- TASK PROMPT -
Whenever a line in this data holds the word "below", report that line in full.

Dataset entries:
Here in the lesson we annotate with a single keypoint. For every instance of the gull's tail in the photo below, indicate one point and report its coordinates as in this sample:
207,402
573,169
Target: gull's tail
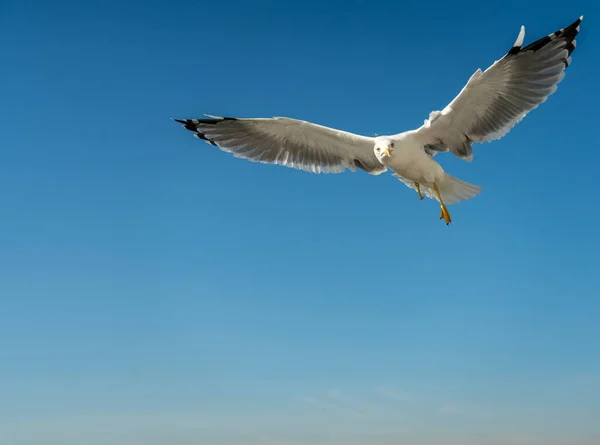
453,190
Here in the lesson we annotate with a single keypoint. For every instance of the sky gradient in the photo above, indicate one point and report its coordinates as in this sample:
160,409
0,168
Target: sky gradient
155,290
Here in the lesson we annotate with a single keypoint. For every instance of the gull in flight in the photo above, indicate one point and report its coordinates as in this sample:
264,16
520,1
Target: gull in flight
490,104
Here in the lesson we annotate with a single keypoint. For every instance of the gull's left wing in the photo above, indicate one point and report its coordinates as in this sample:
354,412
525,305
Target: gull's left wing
495,100
289,142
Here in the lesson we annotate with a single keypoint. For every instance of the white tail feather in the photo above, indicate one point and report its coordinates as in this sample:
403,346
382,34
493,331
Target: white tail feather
453,190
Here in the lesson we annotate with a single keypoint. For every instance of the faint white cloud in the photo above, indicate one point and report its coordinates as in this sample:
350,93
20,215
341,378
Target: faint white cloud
449,408
392,393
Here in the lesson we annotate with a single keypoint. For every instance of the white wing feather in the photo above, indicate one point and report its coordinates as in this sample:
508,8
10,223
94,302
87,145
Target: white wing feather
495,100
289,142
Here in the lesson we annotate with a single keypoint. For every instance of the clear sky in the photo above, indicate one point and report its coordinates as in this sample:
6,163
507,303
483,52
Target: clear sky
155,290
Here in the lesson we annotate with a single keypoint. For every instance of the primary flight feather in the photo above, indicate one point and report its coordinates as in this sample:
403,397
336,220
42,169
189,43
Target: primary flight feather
490,104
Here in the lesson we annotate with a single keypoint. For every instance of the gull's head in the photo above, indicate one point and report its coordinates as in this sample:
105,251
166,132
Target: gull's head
383,149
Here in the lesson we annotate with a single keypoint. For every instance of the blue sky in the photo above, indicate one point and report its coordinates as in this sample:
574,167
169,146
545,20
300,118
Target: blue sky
156,290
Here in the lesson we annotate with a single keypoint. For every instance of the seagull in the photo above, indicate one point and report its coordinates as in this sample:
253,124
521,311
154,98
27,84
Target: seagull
490,104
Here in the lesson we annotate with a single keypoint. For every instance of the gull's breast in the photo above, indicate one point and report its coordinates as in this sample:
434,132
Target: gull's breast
412,162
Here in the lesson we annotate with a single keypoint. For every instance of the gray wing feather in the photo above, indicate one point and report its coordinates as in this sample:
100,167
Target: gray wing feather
288,142
495,100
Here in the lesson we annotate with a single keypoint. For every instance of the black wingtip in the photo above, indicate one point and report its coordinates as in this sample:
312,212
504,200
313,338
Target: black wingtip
567,34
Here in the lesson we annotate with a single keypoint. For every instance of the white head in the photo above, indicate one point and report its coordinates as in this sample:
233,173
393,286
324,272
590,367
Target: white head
383,149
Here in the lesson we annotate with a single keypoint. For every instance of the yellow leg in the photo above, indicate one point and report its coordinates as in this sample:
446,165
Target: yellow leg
444,214
419,190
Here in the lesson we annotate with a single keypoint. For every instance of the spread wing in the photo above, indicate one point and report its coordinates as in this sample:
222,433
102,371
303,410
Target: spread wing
288,142
495,100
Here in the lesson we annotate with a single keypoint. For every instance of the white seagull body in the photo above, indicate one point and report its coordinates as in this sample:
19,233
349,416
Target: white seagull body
490,104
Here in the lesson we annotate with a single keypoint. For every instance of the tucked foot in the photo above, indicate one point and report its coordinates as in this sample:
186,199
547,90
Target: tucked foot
445,214
419,190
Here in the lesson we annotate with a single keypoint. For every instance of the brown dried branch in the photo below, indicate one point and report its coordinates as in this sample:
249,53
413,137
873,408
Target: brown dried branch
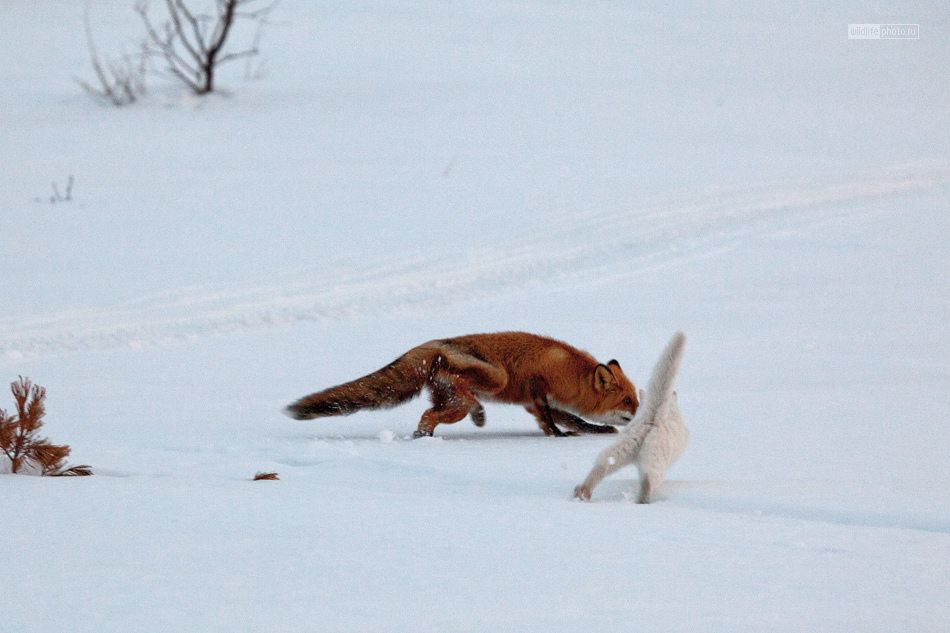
18,434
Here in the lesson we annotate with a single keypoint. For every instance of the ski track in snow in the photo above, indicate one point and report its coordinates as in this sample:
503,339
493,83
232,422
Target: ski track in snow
633,239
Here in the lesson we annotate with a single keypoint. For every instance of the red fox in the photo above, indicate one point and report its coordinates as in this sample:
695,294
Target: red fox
552,380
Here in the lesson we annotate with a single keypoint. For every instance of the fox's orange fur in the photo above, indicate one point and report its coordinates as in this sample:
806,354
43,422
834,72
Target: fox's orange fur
552,380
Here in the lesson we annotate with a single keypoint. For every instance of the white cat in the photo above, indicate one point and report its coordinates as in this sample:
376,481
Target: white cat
655,438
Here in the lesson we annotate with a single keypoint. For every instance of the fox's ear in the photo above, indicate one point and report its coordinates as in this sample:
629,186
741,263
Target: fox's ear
603,379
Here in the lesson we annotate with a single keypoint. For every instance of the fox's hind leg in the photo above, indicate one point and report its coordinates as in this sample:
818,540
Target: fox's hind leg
452,400
646,487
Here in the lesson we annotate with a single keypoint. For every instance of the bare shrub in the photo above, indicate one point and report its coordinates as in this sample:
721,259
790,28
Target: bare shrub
119,82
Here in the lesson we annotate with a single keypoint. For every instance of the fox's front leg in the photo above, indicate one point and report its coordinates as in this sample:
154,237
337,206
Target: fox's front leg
542,410
570,420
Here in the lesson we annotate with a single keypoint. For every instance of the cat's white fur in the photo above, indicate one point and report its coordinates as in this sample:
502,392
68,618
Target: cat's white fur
656,437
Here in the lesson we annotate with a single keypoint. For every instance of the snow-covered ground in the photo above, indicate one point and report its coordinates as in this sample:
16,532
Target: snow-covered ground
407,171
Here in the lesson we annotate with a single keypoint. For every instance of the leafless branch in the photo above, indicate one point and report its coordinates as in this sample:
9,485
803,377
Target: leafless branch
192,44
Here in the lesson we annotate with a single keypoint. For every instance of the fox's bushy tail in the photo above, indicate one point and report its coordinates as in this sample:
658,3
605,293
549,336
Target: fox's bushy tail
399,381
660,388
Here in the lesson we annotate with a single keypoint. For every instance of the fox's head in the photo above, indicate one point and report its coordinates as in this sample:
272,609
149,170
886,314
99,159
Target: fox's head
617,397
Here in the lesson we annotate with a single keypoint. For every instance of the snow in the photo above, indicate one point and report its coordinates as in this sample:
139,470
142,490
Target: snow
600,173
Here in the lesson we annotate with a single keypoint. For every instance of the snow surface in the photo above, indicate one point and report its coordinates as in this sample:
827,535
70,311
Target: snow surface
592,171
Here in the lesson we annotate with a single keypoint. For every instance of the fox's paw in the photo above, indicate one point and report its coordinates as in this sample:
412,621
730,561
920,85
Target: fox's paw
478,416
296,414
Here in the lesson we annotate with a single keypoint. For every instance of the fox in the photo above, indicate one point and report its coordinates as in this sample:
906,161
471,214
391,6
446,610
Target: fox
656,440
558,384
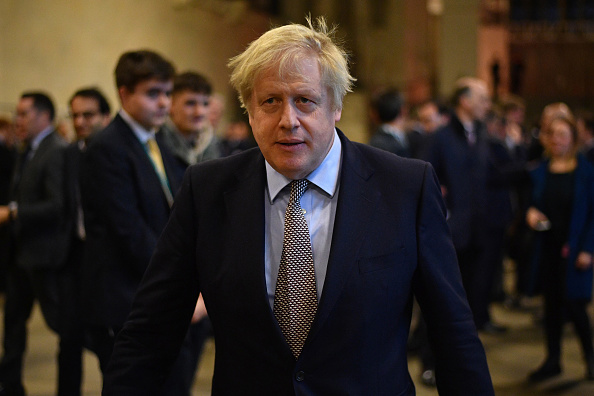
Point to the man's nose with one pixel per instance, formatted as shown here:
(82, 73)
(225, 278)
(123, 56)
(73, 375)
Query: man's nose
(164, 100)
(289, 119)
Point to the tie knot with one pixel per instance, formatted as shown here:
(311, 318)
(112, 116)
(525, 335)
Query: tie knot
(298, 187)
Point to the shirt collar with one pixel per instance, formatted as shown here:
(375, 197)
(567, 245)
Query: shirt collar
(40, 136)
(142, 134)
(392, 131)
(325, 176)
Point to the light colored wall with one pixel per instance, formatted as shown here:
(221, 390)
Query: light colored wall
(61, 45)
(458, 42)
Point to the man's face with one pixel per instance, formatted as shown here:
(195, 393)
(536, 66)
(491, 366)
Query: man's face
(29, 121)
(148, 103)
(479, 101)
(86, 116)
(189, 111)
(293, 119)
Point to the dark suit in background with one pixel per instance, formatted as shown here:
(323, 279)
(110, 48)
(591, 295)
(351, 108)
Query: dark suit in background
(125, 211)
(462, 169)
(7, 161)
(383, 139)
(69, 279)
(390, 240)
(38, 247)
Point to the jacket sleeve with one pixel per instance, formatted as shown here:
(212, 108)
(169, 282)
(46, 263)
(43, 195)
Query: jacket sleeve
(151, 338)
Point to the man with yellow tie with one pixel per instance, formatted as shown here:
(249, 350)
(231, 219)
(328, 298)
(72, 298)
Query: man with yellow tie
(128, 183)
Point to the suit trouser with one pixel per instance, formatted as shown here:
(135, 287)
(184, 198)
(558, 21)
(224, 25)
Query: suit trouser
(23, 287)
(559, 309)
(183, 372)
(101, 341)
(71, 328)
(471, 260)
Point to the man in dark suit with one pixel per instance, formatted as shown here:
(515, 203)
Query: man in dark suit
(38, 232)
(128, 180)
(459, 154)
(90, 112)
(190, 137)
(387, 110)
(326, 309)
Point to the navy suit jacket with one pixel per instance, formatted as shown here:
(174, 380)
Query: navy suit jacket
(390, 240)
(125, 211)
(462, 169)
(40, 230)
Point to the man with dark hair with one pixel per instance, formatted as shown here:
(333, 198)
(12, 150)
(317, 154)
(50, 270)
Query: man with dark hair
(188, 132)
(90, 112)
(459, 154)
(128, 180)
(191, 138)
(387, 110)
(38, 232)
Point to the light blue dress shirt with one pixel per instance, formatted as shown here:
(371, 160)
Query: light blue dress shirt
(140, 132)
(318, 201)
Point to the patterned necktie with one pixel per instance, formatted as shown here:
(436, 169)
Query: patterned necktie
(155, 156)
(295, 298)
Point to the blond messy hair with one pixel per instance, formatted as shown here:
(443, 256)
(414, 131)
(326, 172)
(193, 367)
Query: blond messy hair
(282, 48)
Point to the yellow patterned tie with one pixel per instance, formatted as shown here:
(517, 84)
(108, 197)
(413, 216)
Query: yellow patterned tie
(295, 298)
(155, 155)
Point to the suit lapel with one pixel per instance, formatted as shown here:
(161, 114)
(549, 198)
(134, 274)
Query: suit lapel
(139, 152)
(353, 213)
(245, 207)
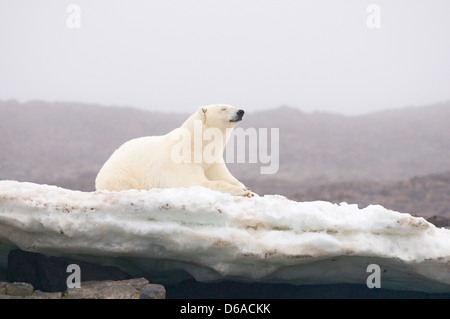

- SOLVED PROBLEM -
Here in the lesson we annotate with a single keypoint. For every instance of the gull's tail in the photo below, indicate one point and report its coordinates as in this sample:
Here in the lesson we annotate with a single keypoint. For every instance of the brown dried branch in the photo below, indicate one point and report its coordinates as in this sample:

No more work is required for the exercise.